Give back a single number: the count of lines in the data that contain the string "logo".

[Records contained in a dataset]
┄┄┄┄┄┄┄┄┄┄

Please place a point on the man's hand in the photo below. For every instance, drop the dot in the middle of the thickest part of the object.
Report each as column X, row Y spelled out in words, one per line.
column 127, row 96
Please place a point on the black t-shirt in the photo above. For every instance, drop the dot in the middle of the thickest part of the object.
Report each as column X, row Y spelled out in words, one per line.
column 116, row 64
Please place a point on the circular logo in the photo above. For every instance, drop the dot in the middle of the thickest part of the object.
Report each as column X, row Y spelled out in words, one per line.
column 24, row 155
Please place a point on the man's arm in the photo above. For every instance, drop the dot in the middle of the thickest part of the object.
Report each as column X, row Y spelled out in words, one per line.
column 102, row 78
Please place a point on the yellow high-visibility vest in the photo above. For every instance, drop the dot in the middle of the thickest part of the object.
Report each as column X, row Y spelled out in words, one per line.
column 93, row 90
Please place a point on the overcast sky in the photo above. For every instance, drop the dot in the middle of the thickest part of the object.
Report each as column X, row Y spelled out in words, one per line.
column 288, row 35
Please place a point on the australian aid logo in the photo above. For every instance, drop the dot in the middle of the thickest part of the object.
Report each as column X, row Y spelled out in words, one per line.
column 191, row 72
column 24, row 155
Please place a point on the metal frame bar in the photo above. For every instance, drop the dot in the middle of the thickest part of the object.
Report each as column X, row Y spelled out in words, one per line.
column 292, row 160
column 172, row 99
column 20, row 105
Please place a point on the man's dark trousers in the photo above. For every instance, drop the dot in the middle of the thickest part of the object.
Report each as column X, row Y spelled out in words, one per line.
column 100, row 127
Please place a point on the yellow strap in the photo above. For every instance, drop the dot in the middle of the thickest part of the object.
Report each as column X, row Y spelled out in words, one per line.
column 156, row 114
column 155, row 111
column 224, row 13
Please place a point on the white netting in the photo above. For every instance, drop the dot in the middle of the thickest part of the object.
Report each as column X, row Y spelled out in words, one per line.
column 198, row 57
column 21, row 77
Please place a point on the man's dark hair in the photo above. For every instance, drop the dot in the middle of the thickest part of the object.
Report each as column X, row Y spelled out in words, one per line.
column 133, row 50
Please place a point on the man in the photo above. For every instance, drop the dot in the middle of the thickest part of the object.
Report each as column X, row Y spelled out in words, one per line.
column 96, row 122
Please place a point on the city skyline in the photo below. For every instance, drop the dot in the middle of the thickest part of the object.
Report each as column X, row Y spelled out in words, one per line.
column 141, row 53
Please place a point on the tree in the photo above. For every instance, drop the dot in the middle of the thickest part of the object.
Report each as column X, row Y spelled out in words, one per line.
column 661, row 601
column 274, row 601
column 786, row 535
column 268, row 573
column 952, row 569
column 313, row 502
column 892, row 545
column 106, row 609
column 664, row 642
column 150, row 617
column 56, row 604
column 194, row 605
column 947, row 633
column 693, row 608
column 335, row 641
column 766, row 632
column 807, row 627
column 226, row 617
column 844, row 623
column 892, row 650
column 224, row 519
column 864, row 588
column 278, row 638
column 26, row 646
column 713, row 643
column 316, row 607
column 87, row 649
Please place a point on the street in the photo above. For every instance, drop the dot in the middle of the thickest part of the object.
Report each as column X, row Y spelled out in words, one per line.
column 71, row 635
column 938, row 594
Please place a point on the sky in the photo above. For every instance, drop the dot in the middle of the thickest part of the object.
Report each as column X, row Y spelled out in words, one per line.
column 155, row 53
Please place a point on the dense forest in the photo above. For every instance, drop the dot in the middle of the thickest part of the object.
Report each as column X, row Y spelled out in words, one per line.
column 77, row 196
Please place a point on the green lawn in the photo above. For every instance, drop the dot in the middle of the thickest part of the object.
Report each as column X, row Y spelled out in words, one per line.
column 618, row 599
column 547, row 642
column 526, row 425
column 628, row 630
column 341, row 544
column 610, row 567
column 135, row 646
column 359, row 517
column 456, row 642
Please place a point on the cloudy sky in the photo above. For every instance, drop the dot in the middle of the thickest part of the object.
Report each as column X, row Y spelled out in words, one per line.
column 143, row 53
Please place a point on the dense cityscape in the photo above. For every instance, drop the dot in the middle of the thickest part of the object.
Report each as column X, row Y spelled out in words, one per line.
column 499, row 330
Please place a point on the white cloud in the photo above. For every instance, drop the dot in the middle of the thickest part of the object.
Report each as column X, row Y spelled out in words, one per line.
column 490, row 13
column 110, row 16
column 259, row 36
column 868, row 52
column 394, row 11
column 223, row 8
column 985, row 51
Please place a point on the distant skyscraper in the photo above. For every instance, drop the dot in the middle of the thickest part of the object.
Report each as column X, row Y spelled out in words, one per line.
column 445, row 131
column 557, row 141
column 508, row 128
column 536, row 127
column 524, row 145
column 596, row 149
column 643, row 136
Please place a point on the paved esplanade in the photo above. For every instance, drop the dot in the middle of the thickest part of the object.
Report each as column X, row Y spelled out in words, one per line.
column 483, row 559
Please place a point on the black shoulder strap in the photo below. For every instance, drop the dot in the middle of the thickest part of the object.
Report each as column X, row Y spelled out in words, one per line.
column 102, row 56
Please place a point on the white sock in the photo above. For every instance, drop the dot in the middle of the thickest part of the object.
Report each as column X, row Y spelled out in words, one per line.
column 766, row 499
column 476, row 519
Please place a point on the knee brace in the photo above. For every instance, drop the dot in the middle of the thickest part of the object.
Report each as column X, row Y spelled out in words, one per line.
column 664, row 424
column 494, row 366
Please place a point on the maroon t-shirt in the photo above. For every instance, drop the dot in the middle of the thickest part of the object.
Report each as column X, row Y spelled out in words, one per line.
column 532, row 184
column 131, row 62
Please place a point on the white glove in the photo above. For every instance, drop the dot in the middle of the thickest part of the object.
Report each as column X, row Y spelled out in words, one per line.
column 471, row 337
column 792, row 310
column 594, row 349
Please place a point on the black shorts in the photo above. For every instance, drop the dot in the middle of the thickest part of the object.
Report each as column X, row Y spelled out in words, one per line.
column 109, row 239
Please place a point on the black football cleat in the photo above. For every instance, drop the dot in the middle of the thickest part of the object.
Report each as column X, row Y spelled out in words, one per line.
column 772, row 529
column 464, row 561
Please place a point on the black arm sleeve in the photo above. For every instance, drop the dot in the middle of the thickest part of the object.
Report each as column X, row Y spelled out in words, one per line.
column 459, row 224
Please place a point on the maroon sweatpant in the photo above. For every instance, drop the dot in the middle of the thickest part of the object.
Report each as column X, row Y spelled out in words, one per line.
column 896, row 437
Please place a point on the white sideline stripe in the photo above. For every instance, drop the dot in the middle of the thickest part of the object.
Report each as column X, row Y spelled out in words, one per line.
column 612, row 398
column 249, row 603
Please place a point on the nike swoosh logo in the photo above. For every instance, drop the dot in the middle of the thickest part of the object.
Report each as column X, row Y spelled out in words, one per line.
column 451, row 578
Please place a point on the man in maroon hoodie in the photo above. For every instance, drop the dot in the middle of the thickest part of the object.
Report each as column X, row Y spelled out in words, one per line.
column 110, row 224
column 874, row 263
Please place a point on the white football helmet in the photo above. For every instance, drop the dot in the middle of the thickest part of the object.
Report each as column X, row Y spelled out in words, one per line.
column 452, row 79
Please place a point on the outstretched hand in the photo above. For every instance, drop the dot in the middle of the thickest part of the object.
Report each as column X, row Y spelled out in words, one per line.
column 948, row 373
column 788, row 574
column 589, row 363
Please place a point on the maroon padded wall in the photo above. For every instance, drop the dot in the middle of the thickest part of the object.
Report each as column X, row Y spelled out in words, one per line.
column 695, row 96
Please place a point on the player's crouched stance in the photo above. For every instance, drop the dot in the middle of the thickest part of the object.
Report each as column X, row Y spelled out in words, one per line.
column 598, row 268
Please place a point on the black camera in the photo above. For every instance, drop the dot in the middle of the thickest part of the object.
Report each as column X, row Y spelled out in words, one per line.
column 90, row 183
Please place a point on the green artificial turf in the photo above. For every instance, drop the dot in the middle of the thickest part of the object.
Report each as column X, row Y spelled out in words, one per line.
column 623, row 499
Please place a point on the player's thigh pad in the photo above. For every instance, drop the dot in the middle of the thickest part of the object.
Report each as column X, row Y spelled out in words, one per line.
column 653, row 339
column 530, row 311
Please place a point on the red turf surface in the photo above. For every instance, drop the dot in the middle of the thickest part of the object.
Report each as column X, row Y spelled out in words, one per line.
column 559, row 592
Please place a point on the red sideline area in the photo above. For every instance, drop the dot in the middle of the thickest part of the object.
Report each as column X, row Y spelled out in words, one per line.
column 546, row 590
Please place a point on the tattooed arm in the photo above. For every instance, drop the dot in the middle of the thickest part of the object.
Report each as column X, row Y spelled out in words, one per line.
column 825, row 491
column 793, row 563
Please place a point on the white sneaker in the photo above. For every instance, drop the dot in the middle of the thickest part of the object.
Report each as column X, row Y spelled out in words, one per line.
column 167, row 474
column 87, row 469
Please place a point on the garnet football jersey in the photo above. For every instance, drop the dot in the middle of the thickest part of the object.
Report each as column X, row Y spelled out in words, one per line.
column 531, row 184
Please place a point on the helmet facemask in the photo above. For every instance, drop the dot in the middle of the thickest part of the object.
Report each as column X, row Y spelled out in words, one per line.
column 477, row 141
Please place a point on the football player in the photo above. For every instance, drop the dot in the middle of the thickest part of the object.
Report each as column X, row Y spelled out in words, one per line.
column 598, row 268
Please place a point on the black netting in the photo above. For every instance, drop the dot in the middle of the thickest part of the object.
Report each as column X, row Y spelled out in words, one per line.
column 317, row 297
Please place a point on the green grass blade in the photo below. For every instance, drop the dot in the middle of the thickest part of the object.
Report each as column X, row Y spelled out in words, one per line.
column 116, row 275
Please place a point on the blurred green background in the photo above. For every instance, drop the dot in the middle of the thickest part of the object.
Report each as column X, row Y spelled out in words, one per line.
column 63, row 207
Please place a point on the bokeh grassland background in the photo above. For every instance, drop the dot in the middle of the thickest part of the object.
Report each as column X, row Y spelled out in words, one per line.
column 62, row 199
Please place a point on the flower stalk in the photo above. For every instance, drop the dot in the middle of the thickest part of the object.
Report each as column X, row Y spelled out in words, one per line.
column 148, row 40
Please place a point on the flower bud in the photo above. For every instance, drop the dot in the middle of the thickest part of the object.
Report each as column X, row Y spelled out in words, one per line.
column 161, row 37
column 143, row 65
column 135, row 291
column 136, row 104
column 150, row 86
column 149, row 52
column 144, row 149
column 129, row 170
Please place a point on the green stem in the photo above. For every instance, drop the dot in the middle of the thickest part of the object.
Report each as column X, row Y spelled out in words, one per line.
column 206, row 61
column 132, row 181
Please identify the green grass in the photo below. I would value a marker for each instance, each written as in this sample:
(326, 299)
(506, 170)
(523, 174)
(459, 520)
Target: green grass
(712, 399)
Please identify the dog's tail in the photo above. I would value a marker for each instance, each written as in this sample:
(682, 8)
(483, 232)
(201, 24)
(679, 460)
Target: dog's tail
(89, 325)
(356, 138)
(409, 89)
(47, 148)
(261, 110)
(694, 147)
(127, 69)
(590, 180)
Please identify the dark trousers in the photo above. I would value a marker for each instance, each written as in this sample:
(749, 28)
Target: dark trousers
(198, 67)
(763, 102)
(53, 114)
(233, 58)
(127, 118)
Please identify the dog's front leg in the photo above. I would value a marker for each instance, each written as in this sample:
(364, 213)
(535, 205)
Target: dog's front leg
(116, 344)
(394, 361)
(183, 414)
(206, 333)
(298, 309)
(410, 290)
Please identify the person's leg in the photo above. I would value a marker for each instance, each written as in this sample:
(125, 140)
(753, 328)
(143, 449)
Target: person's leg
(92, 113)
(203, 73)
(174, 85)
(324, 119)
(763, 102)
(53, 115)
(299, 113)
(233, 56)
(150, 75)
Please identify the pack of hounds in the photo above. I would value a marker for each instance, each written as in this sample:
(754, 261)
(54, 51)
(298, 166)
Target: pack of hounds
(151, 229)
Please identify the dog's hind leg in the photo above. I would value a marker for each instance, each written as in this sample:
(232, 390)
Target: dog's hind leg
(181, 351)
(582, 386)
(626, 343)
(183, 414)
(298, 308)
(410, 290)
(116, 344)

┄┄┄┄┄┄┄┄┄┄

Response to the exercise: 3